[Image point grounding data]
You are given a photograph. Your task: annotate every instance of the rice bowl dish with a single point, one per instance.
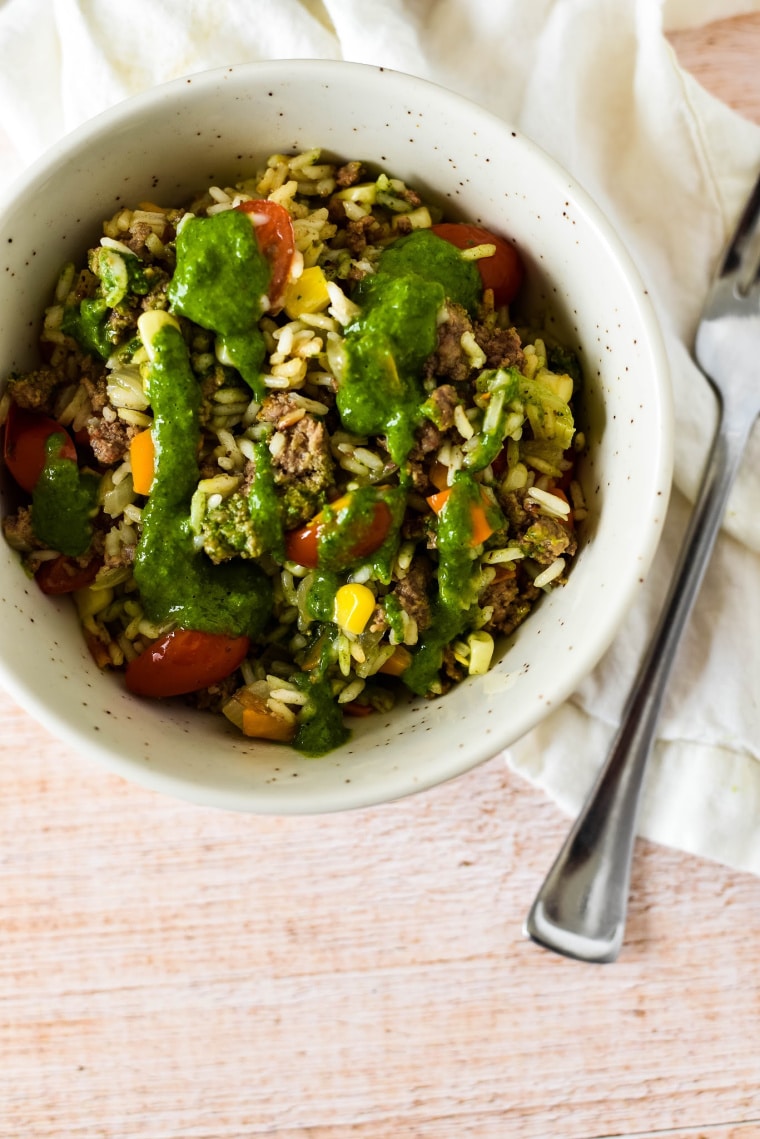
(285, 444)
(162, 148)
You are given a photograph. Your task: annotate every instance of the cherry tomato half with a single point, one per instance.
(64, 575)
(185, 661)
(24, 445)
(302, 546)
(503, 272)
(276, 239)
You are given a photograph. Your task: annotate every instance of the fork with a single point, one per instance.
(580, 909)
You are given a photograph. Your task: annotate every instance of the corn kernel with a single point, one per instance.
(149, 324)
(481, 650)
(307, 294)
(354, 605)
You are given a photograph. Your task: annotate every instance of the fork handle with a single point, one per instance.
(580, 909)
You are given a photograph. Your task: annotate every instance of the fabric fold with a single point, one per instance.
(597, 85)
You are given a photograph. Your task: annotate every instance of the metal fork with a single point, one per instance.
(580, 909)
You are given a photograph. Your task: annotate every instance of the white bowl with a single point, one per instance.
(213, 129)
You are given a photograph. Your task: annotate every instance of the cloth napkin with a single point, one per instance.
(596, 84)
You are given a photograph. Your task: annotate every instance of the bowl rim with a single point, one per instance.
(650, 533)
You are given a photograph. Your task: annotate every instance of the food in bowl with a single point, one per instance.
(288, 452)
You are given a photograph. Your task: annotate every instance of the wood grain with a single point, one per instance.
(176, 973)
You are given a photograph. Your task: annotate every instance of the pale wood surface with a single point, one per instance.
(173, 973)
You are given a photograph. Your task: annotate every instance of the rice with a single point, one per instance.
(307, 365)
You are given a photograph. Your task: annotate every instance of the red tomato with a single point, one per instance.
(302, 546)
(274, 231)
(185, 661)
(503, 272)
(26, 434)
(64, 575)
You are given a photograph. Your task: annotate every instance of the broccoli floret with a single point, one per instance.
(300, 502)
(227, 531)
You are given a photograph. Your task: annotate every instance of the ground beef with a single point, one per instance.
(449, 360)
(276, 407)
(512, 595)
(361, 232)
(501, 346)
(349, 174)
(411, 592)
(303, 468)
(305, 452)
(35, 391)
(444, 400)
(17, 529)
(519, 509)
(109, 439)
(547, 539)
(427, 442)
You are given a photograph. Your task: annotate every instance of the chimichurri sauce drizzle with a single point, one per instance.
(220, 279)
(389, 342)
(178, 583)
(456, 580)
(63, 502)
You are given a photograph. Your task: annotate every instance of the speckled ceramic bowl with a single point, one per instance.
(213, 129)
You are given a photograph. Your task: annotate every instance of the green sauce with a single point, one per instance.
(456, 579)
(425, 254)
(320, 598)
(219, 283)
(264, 505)
(177, 582)
(87, 324)
(63, 502)
(320, 727)
(387, 344)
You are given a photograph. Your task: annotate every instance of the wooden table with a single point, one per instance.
(174, 973)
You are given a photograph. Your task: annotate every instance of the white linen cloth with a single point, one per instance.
(596, 83)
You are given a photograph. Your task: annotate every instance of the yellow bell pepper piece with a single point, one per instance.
(308, 293)
(353, 607)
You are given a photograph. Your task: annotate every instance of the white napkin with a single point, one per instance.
(596, 83)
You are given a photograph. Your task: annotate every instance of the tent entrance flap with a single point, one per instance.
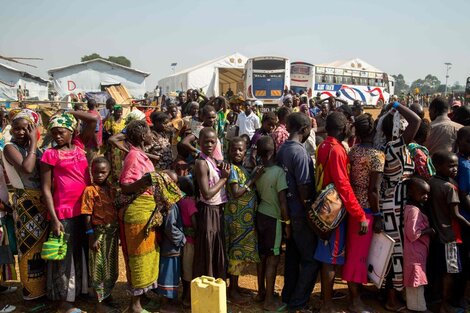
(230, 78)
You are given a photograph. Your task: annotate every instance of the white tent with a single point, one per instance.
(94, 75)
(352, 64)
(11, 78)
(214, 76)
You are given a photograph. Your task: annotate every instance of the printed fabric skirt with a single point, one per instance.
(31, 232)
(141, 253)
(104, 266)
(209, 248)
(68, 278)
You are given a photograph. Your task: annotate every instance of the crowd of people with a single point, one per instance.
(198, 186)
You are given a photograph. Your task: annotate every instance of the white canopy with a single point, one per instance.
(11, 78)
(214, 76)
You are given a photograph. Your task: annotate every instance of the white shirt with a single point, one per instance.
(248, 124)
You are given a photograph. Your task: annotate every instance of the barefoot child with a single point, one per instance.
(240, 218)
(188, 211)
(272, 211)
(447, 220)
(416, 245)
(209, 249)
(102, 230)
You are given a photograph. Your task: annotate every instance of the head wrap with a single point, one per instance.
(29, 115)
(64, 120)
(135, 115)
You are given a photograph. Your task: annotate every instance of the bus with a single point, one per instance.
(370, 87)
(467, 91)
(301, 78)
(266, 78)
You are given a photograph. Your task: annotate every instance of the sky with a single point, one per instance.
(414, 38)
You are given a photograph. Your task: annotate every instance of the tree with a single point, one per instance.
(430, 84)
(122, 60)
(400, 84)
(91, 57)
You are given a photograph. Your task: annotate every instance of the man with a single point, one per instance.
(443, 131)
(332, 163)
(301, 268)
(248, 122)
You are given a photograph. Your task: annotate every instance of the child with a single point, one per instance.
(272, 211)
(102, 230)
(209, 248)
(447, 219)
(173, 240)
(248, 121)
(188, 211)
(239, 218)
(416, 245)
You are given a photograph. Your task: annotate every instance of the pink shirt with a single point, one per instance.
(136, 164)
(70, 178)
(188, 208)
(415, 247)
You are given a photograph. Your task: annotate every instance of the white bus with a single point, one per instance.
(371, 87)
(266, 78)
(301, 78)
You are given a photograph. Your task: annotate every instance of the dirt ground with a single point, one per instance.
(248, 281)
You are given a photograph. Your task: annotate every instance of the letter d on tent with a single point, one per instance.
(71, 85)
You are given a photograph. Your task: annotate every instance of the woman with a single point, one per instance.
(64, 176)
(139, 244)
(367, 166)
(398, 168)
(112, 126)
(21, 160)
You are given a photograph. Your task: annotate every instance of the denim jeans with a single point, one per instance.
(301, 269)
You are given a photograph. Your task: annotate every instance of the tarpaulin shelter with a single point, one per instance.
(214, 76)
(11, 78)
(97, 75)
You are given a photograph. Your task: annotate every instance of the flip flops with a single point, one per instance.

** WHAT YOU WILL DO **
Return every line of the records exactly as given, pictures excluded.

** SOLUTION TO THE EXERCISE **
You are given a photograph. Your task: annotate every instance of the rice bowl dish with a single point, one per instance.
(285, 444)
(162, 148)
You are given a photograph. Your task: annotate every instance of the cherry tomato half with a single point, one per instance.
(64, 575)
(185, 661)
(24, 445)
(302, 546)
(503, 272)
(276, 239)
You are given a photograph. Your task: annotate every instance of the fork with a single point, one per instance.
(580, 909)
You are given a photograph. Your task: annotate every instance of the corn kernel with a single point, one per instance.
(149, 324)
(481, 650)
(307, 294)
(354, 605)
You are given a photograph. Your task: annotate every instance of the fork handle with a single point, one per instance.
(580, 909)
You are given a photograph. Your task: annotate every instance of the fabric fold with a single point, one per instance.
(597, 85)
You are given a photograph. Your task: annotate every instance of the metal fork with a single point, one per instance.
(580, 909)
You are given a photograph. Your task: annotate every instance of the white bowl with a single point, one per instance.
(213, 129)
You are given a photograph. Your task: annotate every instance of the cloth napkin with a single point, one per instance.
(596, 84)
You are given a photograph. Your task: annotate every instance of the bowl rim with a single point, one per instance.
(650, 533)
You are given a photograph. Your task: annotate every instance of the food in bowl with a single point, one per instance.
(288, 452)
You are given a photograph. Your task: annotate every instance of the wood grain with a single point, one per instance.
(176, 973)
You are given a photograph. Your task: annotate every instance of the pale wood surface with a single point, one per instance.
(173, 973)
You are given a photograph. Your task: annotate every instance of the rice with a single point, one per instance.
(307, 365)
You are given a photograph. Your task: annotate every instance of the red tomato with a single point, one per instance.
(302, 546)
(274, 231)
(185, 661)
(503, 272)
(26, 434)
(64, 575)
You are given a photograph. Your task: annotate every instance of the broccoli floret with a single point, one per instance.
(300, 502)
(227, 531)
You are given a photograph. Your task: annotate every instance of the ground beef with a single point, one per instance.
(449, 360)
(276, 407)
(512, 595)
(361, 232)
(501, 346)
(349, 174)
(411, 592)
(303, 468)
(305, 452)
(35, 391)
(444, 400)
(17, 529)
(519, 509)
(109, 439)
(547, 539)
(427, 442)
You are given a photograph. Your task: annotate every instance of the chimichurri sauce drizzle with a single point, one per instance.
(220, 279)
(389, 342)
(178, 583)
(456, 580)
(63, 502)
You are given a photograph. Your task: annotate every instance of the speckled ceramic bowl with a single point, one per instance.
(213, 129)
You are given a photograph. Your task: annotate every instance of the green sauce with a single point, one per instance.
(456, 579)
(425, 254)
(320, 598)
(219, 283)
(264, 505)
(177, 582)
(87, 324)
(63, 502)
(320, 727)
(387, 344)
You are given a photograph. Your task: annotate every instance of the wooden table with a single point, one per instance.
(174, 973)
You are given a photograph. Your task: annotate every instance of the white linen cloth with a single point, one per instance.
(596, 83)
You are given a photograph. Your task: annotate every instance of the yellow bell pepper piece with a single point, one per instance.
(308, 293)
(353, 607)
You are given a photograph. Your task: annotate every instance of the white napkin with a single point, one per instance.
(596, 83)
You are given a photograph. Your task: annotate every instance of the tent entrance flap with a single point, one per instance.
(230, 78)
You are given a photograph. Your task: annotate every instance of the white tent with a single point, one per instance.
(94, 75)
(352, 64)
(11, 78)
(214, 76)
You are given a photograph. Your task: annotate every instance of the printed fabric skirt with a single point, one per instance.
(31, 232)
(141, 253)
(104, 266)
(209, 248)
(68, 278)
You are given a photograph. Your task: annotate every instance of the crowd of people with a single point, one per instance.
(198, 186)
You are given a photograph. Your task: annotate every instance of the white canopy with a single point, one per instance.
(11, 78)
(214, 76)
You are given a photograph. Your task: annotate every instance of the white shirt with a single point, one per instance.
(248, 124)
You are given a photograph. Your task: annotate every instance of the barefoot child with a single point, one per instance.
(240, 218)
(188, 211)
(272, 211)
(447, 220)
(416, 245)
(209, 249)
(102, 230)
You are given a photograph. Your task: annotate every instance of the head wrap with a single point, one per instance.
(29, 115)
(64, 120)
(135, 115)
You are given a photograph. Your task: annotate every instance of the bus with a single point, one per instance.
(370, 87)
(467, 91)
(301, 78)
(266, 78)
You are given a photograph. Your task: annotate every instance of the sky with a single point, one per instance.
(414, 38)
You are given a photograph. Your task: annotate every instance of the tree with a single point, one per instance.
(430, 84)
(122, 60)
(400, 84)
(91, 57)
You are given a photograph. Your task: annotate every instance of the man with a single point, one per instance.
(443, 131)
(332, 163)
(301, 268)
(248, 122)
You are given a photograph. Your task: annotate every instance of the child with a single point, one per instance.
(272, 211)
(102, 230)
(209, 248)
(447, 219)
(173, 240)
(248, 121)
(188, 211)
(239, 218)
(416, 245)
You are given a photograph. Your task: annotate every instance of the pink shirt with a single point, one per instance.
(136, 164)
(70, 178)
(188, 208)
(415, 247)
You are given a photograph. Your task: annotate every instance of the white bus with a single point, one per instance.
(371, 87)
(266, 78)
(301, 78)
You are given a photograph. Your task: annotate every instance of the dirt ground with a single point, one per instance.
(248, 281)
You are given a photograph. Your task: annotate every instance of the letter d on tent with a single point, one per instance.
(71, 85)
You are given a photograph. Your task: annotate every instance of the woman with a single point, one per instance.
(64, 176)
(139, 244)
(367, 166)
(398, 168)
(112, 126)
(21, 160)
You are given a photograph. Your task: annotate every instance of the denim jeans with a single point, one per instance.
(301, 269)
You are given a photograph. Your task: annotate every instance of the tarpaulin shelter with a single point, one per instance.
(214, 76)
(11, 78)
(97, 75)
You are given a photograph. Your task: annotate every instance of the flip flops with a single point, one per instance.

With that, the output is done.